::: PROVIDED PASSAGE :::

When Manliness Goes Missing

Ben Shapiro
|
Posted: Feb 24, 2016 12:01 AM
When Manliness Goes Missing
By most available information, Donald Trump will win the Republican nomination. He's not a conservative in any meaningful sense -- he shifts his positions at whim, preaches about the worth of big government and suggests that he will personally "win for America." But after eight years of Barack Obama's passive-aggressive emasculation of Americans, many conservatives have embraced Trump because of his unbridled masculinity. He's Joe Pesci in "Goodfellas": a toxic dude who's fun to watch, but who might occasionally shoot somebody just for the hell of it. On Fifth Avenue, apparently. And receive plaudits from his followers.

This is the natural effect of the unmanning of American politics.

Obama told Americans for years on end that they were racist, sexist, bigoted homophobes who just didn't understand that our brash, confident attitude alienated people all around the world and led to terrorism against us. Hillary Clinton is running for president on the basis of her X chromosomes; America, she says, needs a female president. Bernie Sanders says that our unchecked aggressive instincts have ill-served us; we need a kinder, gentler America.

::: DATA EXCERPTS :::

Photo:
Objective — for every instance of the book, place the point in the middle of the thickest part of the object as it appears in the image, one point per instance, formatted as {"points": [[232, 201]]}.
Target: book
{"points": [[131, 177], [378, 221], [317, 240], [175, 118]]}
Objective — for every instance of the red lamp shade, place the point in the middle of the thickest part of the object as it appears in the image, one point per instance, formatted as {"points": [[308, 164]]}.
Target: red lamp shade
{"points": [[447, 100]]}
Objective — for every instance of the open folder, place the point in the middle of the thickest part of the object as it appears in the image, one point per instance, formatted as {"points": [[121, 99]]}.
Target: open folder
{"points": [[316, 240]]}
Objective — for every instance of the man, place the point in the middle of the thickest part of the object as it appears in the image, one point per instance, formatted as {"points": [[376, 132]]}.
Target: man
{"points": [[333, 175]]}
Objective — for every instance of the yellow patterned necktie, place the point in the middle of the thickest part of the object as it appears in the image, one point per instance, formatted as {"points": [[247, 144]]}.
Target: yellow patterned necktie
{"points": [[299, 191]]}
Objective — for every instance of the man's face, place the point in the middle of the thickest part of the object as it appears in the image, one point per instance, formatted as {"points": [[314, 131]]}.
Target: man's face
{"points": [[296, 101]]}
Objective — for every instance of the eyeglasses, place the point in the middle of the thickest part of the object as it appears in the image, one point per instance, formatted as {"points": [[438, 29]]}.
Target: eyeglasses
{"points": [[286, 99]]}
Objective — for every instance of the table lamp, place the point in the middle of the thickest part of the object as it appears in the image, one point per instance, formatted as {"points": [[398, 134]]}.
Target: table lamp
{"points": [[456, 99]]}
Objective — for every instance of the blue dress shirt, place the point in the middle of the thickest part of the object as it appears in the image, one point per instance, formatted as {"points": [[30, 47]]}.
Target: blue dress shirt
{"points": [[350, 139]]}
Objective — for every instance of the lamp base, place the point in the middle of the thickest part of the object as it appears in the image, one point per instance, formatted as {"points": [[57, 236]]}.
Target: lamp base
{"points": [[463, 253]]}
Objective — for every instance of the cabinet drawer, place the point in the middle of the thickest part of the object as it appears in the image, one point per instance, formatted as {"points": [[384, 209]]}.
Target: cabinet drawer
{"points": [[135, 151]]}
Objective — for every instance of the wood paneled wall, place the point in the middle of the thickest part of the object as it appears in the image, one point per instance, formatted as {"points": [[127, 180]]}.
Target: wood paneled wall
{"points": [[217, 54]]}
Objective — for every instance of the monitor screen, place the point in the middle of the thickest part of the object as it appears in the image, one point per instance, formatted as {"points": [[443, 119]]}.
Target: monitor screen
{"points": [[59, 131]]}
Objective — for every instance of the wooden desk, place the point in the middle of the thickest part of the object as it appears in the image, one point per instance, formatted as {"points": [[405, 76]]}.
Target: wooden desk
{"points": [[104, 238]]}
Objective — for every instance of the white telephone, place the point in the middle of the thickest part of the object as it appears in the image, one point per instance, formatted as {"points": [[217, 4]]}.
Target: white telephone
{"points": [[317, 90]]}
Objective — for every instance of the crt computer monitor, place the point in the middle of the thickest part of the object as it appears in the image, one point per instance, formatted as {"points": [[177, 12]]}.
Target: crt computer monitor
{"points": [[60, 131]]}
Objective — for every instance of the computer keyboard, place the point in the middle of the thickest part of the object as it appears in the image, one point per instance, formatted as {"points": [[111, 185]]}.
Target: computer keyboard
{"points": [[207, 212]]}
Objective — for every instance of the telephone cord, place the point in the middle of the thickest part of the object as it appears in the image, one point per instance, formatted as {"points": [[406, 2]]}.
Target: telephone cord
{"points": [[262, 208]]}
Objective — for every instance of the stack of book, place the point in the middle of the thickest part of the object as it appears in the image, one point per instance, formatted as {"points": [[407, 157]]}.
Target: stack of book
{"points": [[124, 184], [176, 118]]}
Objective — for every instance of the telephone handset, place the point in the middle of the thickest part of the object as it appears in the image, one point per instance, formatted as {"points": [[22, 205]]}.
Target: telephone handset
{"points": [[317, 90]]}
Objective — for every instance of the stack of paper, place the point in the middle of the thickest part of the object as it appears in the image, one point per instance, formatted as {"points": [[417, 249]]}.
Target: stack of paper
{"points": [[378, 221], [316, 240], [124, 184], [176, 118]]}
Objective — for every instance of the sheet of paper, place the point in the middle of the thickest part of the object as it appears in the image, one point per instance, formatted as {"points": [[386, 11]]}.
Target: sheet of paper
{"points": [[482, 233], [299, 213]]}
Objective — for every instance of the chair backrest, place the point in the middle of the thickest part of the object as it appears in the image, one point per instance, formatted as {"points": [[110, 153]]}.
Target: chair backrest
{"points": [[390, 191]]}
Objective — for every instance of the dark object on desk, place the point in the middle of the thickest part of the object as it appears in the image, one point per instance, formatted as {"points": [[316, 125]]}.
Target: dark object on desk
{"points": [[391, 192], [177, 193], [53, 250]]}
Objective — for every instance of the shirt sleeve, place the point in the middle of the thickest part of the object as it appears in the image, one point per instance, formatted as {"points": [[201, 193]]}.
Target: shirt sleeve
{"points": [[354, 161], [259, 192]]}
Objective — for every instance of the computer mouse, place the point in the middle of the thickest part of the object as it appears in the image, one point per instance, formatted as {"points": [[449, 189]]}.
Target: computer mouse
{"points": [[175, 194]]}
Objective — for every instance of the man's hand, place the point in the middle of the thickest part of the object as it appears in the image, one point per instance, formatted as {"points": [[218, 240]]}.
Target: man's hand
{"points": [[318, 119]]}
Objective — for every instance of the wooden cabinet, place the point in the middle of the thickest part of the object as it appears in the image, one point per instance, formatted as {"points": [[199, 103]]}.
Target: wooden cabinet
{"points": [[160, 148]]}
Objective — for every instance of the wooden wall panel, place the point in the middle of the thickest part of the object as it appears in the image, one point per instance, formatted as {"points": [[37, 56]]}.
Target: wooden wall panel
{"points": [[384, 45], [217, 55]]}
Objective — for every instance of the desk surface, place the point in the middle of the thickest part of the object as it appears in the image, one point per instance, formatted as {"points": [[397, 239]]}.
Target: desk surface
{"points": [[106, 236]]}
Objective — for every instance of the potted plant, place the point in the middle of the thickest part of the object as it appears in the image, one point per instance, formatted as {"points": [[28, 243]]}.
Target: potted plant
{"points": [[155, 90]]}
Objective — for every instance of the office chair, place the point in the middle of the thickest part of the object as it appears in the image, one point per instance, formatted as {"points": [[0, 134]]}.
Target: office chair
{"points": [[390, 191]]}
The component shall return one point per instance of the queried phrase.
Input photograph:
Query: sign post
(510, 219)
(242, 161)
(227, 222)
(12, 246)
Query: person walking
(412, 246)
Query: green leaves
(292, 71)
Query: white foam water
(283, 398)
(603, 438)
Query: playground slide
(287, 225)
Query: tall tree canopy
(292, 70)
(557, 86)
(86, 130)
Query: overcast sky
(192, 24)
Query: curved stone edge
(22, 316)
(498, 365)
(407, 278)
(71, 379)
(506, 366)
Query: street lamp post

:::

◆ ASSIGNED TASK: Please copy the Ben Shapiro column on manliness in politics in full, word for word, without any changes. Nothing in the records is needed here.

◆ EXPECTED ANSWER:
When Manliness Goes Missing

Ben Shapiro
|
Posted: Feb 24, 2016 12:01 AM
When Manliness Goes Missing
By most available information, Donald Trump will win the Republican nomination. He's not a conservative in any meaningful sense -- he shifts his positions at whim, preaches about the worth of big government and suggests that he will personally "win for America." But after eight years of Barack Obama's passive-aggressive emasculation of Americans, many conservatives have embraced Trump because of his unbridled masculinity. He's Joe Pesci in "Goodfellas": a toxic dude who's fun to watch, but who might occasionally shoot somebody just for the hell of it. On Fifth Avenue, apparently. And receive plaudits from his followers.

This is the natural effect of the unmanning of American politics.

Obama told Americans for years on end that they were racist, sexist, bigoted homophobes who just didn't understand that our brash, confident attitude alienated people all around the world and led to terrorism against us. Hillary Clinton is running for president on the basis of her X chromosomes; America, she says, needs a female president. Bernie Sanders says that our unchecked aggressive instincts have ill-served us; we need a kinder, gentler America.